*INPUT RECORDS*:
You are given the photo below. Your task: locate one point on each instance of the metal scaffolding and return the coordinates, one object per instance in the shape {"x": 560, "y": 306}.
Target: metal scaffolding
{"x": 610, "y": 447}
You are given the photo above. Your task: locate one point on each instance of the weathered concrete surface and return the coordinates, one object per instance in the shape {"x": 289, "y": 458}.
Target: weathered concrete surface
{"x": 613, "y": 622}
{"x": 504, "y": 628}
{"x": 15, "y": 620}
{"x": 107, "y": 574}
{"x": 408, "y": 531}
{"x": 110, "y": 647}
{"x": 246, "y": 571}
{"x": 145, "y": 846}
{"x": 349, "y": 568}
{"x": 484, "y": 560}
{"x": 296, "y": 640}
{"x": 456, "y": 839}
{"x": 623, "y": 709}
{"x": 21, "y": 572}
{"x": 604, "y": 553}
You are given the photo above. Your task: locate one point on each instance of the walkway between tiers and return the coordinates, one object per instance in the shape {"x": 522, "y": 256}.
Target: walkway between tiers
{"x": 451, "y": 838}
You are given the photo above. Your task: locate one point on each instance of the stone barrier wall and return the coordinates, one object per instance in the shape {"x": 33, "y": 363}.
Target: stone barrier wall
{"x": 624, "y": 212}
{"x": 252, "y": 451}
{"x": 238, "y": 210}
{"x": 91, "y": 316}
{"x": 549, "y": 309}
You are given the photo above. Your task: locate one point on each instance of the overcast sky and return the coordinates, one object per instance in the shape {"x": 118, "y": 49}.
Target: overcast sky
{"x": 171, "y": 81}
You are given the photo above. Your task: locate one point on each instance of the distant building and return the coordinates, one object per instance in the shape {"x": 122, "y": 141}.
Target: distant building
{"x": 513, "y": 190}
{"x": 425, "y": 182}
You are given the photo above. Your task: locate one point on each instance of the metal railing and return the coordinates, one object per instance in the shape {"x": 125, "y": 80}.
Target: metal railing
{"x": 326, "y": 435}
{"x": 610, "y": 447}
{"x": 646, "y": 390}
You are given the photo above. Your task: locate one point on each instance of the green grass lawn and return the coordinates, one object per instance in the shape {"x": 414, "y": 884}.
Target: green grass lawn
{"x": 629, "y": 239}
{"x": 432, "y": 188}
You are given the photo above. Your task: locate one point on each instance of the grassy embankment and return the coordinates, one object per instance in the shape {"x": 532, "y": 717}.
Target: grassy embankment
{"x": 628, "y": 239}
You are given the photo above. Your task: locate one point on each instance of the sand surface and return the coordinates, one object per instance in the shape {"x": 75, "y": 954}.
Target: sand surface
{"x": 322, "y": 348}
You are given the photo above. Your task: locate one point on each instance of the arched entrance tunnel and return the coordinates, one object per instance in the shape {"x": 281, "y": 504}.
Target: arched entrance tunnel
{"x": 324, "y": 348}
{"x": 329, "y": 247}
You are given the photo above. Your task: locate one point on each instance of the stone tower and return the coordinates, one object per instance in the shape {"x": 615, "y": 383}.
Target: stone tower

*REQUIREMENT*:
Render all the records above as a Markdown table with the columns Row and Line, giving each nonblank line its own row, numbered in order.

*RESPONSE*:
| Row | Line |
|---|---|
| 1 | You are given the photo below. Your task: locate one point on each instance of the metal scaffolding and return the coordinates, one object per instance in the shape {"x": 560, "y": 306}. |
| 2 | Target: metal scaffolding |
| 3 | {"x": 610, "y": 447} |
| 4 | You are given the photo above. Your task: locate one point on each instance of the weathered concrete surface and return the coordinates, one object per instance in the shape {"x": 289, "y": 458}. |
| 5 | Target: weathered concrete surface |
| 6 | {"x": 613, "y": 622} |
| 7 | {"x": 504, "y": 628} |
| 8 | {"x": 15, "y": 620} |
| 9 | {"x": 107, "y": 574} |
| 10 | {"x": 408, "y": 531} |
| 11 | {"x": 110, "y": 647} |
| 12 | {"x": 246, "y": 571} |
| 13 | {"x": 145, "y": 846} |
| 14 | {"x": 349, "y": 568} |
| 15 | {"x": 484, "y": 560} |
| 16 | {"x": 296, "y": 640} |
| 17 | {"x": 456, "y": 839} |
| 18 | {"x": 623, "y": 709} |
| 19 | {"x": 21, "y": 572} |
| 20 | {"x": 604, "y": 553} |
| 21 | You are given the photo above. Your task: locate one point on each instance of the walkway between tiers and return the coordinates, one object per instance in the shape {"x": 522, "y": 256}. |
| 22 | Target: walkway between tiers |
| 23 | {"x": 451, "y": 838} |
| 24 | You are given the photo above. Your task: locate one point on each instance of the stone barrier wall and return the coordinates, one object per instance in the shape {"x": 33, "y": 363}. |
| 25 | Target: stone barrier wall |
| 26 | {"x": 624, "y": 212} |
| 27 | {"x": 252, "y": 451} |
| 28 | {"x": 238, "y": 210} |
| 29 | {"x": 91, "y": 316} |
| 30 | {"x": 549, "y": 309} |
| 31 | You are given the photo above. Your task: locate one point on each instance of the overcast sky and return the coordinates, one object per instance in the shape {"x": 118, "y": 49}. |
| 32 | Target: overcast sky |
| 33 | {"x": 171, "y": 81} |
| 34 | You are given the photo above. Your task: locate one point on each instance of the distant building and return the coordinates, one object per instance in the shape {"x": 122, "y": 141}. |
| 35 | Target: distant building |
| 36 | {"x": 513, "y": 190} |
| 37 | {"x": 425, "y": 182} |
| 38 | You are given the photo above. Your task: locate one point on each instance of the metal railing and return the coordinates, one object per instance in the shape {"x": 125, "y": 80}. |
| 39 | Target: metal railing |
| 40 | {"x": 326, "y": 435} |
| 41 | {"x": 610, "y": 447} |
| 42 | {"x": 646, "y": 390} |
| 43 | You are given the photo above. Your task: locate one point on each instance of the green grass lawn and return the coordinates, one object per instance in the shape {"x": 414, "y": 884}. |
| 44 | Target: green grass lawn |
| 45 | {"x": 629, "y": 239} |
| 46 | {"x": 432, "y": 188} |
| 47 | You are given the photo above. Your task: locate one point on each instance of the grassy embankment and return the coordinates, one object per instance in the shape {"x": 532, "y": 717}. |
| 48 | Target: grassy embankment |
| 49 | {"x": 628, "y": 239} |
| 50 | You are given the photo above. Your task: locate one point on each instance of the sand surface and return the coordinates, one object per instance in the shape {"x": 75, "y": 954}. |
| 51 | Target: sand surface |
| 52 | {"x": 322, "y": 348} |
| 53 | You are given the photo above. Your task: locate one point on each instance of the arched entrance tunnel and return the coordinates, one object per instance in the shape {"x": 281, "y": 504}. |
| 54 | Target: arched entrance tunnel |
| 55 | {"x": 324, "y": 348} |
| 56 | {"x": 329, "y": 247} |
| 57 | You are given the photo above. Your task: locate one point on each instance of the stone tower and return the coordinates, one object per instance in the shape {"x": 615, "y": 383}. |
| 58 | Target: stone tower |